| Required action 1 |
Translate this sentence from the METACLOCK report summary into Spanish: "Clock disruption is thus widespread in modern society."
| Required action 2 |
In the METACLOCK report summary, echo the stretch from "Final Report Summary" through "in modern society." word for word.

| Text provided |
Metabolic oscillations and the 24 hour (circadian) clockwork

Final Report Summary - METACLOCK (Metabolic oscillations and the 24 hour (circadian) clockwork)

We live in a world dominated by a “24 hour” mentality, with transatlantic air travel and shift-work being part of normal life for many people. These types of desynchronisations (e.g. “jet-lag” and shift-work) disrupt our daily physiology and are increasingly being linked to diseases such as diabetes, obesity and cancer. Clock disruption is thus widespread in modern society.

We know that every cell in the body has its own molecular clock, allowing it to coordinate its daily activities accurately, just as we would use a clock in our daily lives. At the start of the project we had recently discovered novel mechanisms about how the molecular clock works, centred around chemical oxidation and reduction reactions within proteins called peroxiredoxins.

| Data listing |
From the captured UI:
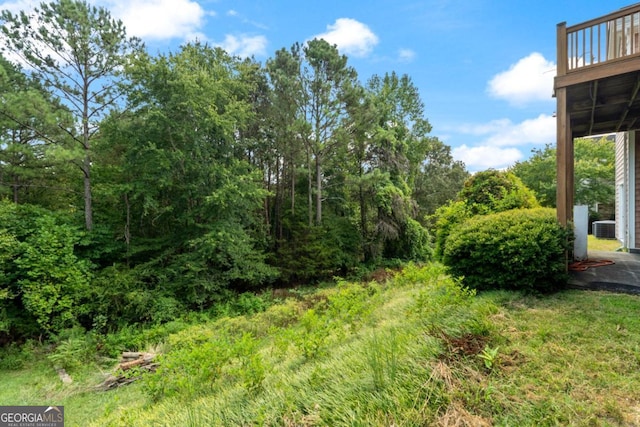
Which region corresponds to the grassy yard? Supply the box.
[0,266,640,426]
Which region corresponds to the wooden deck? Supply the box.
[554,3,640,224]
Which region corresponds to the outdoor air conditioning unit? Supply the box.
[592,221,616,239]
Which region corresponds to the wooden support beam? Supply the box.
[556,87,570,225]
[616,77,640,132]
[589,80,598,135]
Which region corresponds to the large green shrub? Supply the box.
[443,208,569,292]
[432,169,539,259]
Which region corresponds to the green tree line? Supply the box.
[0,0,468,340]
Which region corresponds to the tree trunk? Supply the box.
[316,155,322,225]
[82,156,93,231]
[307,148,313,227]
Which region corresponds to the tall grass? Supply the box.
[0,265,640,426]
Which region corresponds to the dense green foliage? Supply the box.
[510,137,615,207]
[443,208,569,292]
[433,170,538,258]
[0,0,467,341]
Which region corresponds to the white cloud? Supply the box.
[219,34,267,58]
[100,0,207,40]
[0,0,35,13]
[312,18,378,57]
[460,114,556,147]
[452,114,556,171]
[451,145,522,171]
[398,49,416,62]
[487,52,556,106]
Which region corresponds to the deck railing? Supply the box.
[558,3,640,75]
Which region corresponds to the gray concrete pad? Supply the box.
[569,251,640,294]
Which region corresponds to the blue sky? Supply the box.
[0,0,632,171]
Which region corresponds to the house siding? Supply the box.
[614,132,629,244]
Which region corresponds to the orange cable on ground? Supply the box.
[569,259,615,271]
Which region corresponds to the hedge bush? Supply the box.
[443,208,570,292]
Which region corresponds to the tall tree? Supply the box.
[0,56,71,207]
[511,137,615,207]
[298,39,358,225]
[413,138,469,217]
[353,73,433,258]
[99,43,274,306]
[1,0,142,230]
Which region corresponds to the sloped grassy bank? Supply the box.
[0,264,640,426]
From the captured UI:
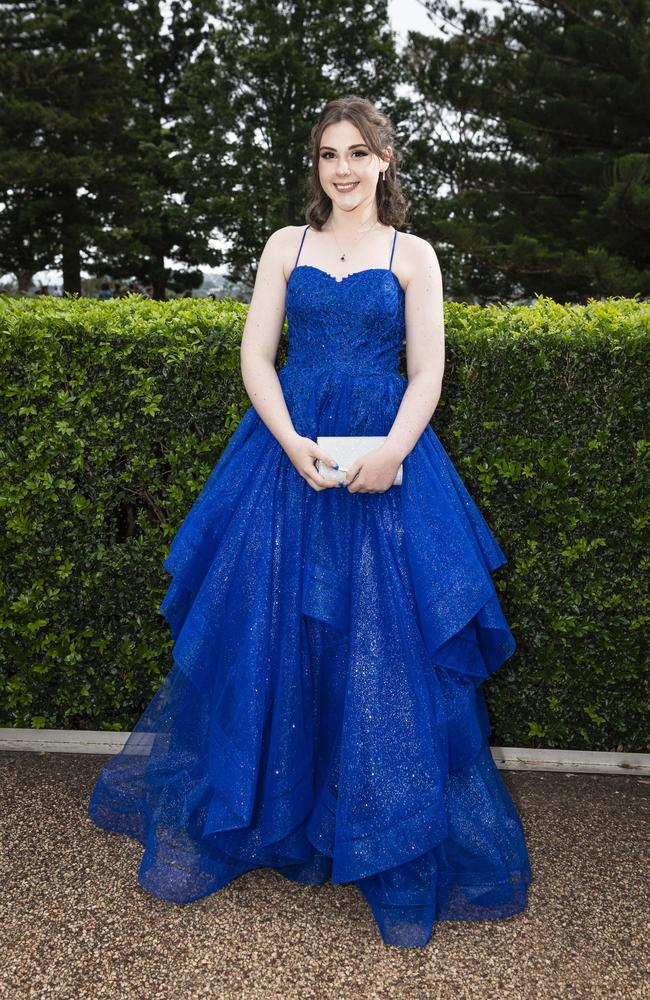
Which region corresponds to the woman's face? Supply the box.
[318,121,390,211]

| Task output 1 |
Por lo tanto, la alteración del reloj está muy extendida en la sociedad moderna.

| Task output 2 |
Final Report Summary - METACLOCK (Metabolic oscillations and the 24 hour (circadian) clockwork)

We live in a world dominated by a “24 hour” mentality, with transatlantic air travel and shift-work being part of normal life for many people. These types of desynchronisations (e.g. “jet-lag” and shift-work) disrupt our daily physiology and are increasingly being linked to diseases such as diabetes, obesity and cancer. Clock disruption is thus widespread in modern society.